» Texte extrait:
****

C’est un pan entier du savoir mondial qui s’évapore
Or ce qui se passe aujourd’hui, c’est la destruction de la recherche, notamment de la recherche en santé globale. On sait, par exemple, que la destruction du programme Pepfar, le plan d’aide contre le sida, et de l’Usaid, l’agence américaine pour le développement international, va priver d’innombrables personnes d’un accès vital à des traitements contre la tuberculose et le VIH.
Cette situation accélérera également l’émergence de résistances antimicrobiennes, créant ainsi les conditions d’une future catastrophe sanitaire.
Parallèlement, d’autres scientifiques ont vu leurs recherches perturbées : par exemple, dans le cadre d’essais cliniques, lesquels doivent être rigoureusement contrôlés, des instructions ont été données pour changer certains mots comme « vaccination » ou « diversité ». Or modifier les termes d’un essai clinique revient à invalider la recherche elle-même. Des scientifiques sont même contraints de rétracter des publications essentielles, des travaux qui sont en réalité des traitements ! Si tous ceux qui, aux États-Unis, travaillent sur la génétique des populations ou la santé des femmes doivent s’effacer, c’est un pan entier du savoir mondial qui s’évapore.
Les mots « sexe biologique » sont également désormais interdits dans les projets de recherche, comme s’il n’y avait plus ni femmes, ni grossesses, ni possibilité de comparer l’impact d’une pathologie chez un homme et chez une femme. On prétend aussi qu’un vaccin peut être remplacé par de la vitamine A… Nous assistons à l’effondrement de pans entiers de la connaissance, alors que l’avenir de l’humanité dépend justement de ces avancées scientifiques.
Ce que l’on croit acquis peut être retiré à tout moment
Face à ces attaques, il est d’abord essentiel de se rappeler que protéger la recherche est un devoir collectif. La recherche permet à tous d’accéder à des informations fiables pour prendre des décisions cruciales, qu’il s’agisse de politiques de santé publique, de soins médicaux ou des grands choix de société. Comment agir à notre niveau ? En France, de nombreuses discussions ont lieu pour trouver des moyens d’accueillir nos collègues menacés. La science ne peut pas être mise en pause. Il est impossible de l’interrompre pour la reprendre dix ou vingt ans après. Lorsqu’on perd ce système de connexion entre les chercheurs, il est impossible de le reconstruire. Nous devons donc absolument tout faire pour préserver la recherche, accueillir les scientifiques en Europe pour qu’ils puissent poursuivre leur travail. Ensuite, il faut essayer de sauver les données, bien que certaines soient d’une telle envergure qu’il sera difficile de les préserver.
Ce qui se passe actuellement aux États-Unis doit nous servir de leçon : c’est l’occasion de prendre conscience qu’il faut rester extrêmement vigilants. Ce que l’on croit acquis peut être retiré à tout moment, même dans la première puissance mondiale, même dans un pays démocratique qui, bien que loin d’être parfait, portait certaines valeurs.
Les scientifiques, ce sont aussi les universités, les organismes de recherche, les chercheurs et les ingénieurs, l’ensemble de ce réseau de personnes qui, ensemble, construisent ce que doivent être les faits.
Détruire la crédibilité des scientifiques, les considérer comme non pertinents, c’est s’inscrire dans la logique de Donald Trump. En terrorisant ces esprits libres, en leur ôtant les moyens nécessaires pour résister, on neutralise toute forme de remise en question.

****

» Données à examiner:
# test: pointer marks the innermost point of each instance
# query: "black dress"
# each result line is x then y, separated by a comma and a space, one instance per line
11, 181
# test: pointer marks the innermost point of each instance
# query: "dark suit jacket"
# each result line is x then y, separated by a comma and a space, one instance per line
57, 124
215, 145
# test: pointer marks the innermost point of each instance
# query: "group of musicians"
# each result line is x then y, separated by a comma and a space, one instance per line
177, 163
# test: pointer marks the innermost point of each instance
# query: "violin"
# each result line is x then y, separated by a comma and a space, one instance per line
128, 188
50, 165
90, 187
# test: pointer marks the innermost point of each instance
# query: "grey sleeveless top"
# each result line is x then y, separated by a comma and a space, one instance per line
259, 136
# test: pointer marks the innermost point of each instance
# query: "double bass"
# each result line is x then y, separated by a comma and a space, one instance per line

****

» Consigne:
Recopiez le passage du texte extrait qui commence par « Ce qui se passe actuellement » et se poursuit jusqu'à « portait certaines valeurs. ».

» Espace de réponse:
Ce qui se passe actuellement aux États-Unis doit nous servir de leçon : c’est l’occasion de prendre conscience qu’il faut rester extrêmement vigilants. Ce que l’on croit acquis peut être retiré à tout moment, même dans la première puissance mondiale, même dans un pays démocratique qui, bien que loin d’être parfait, portait certaines valeurs.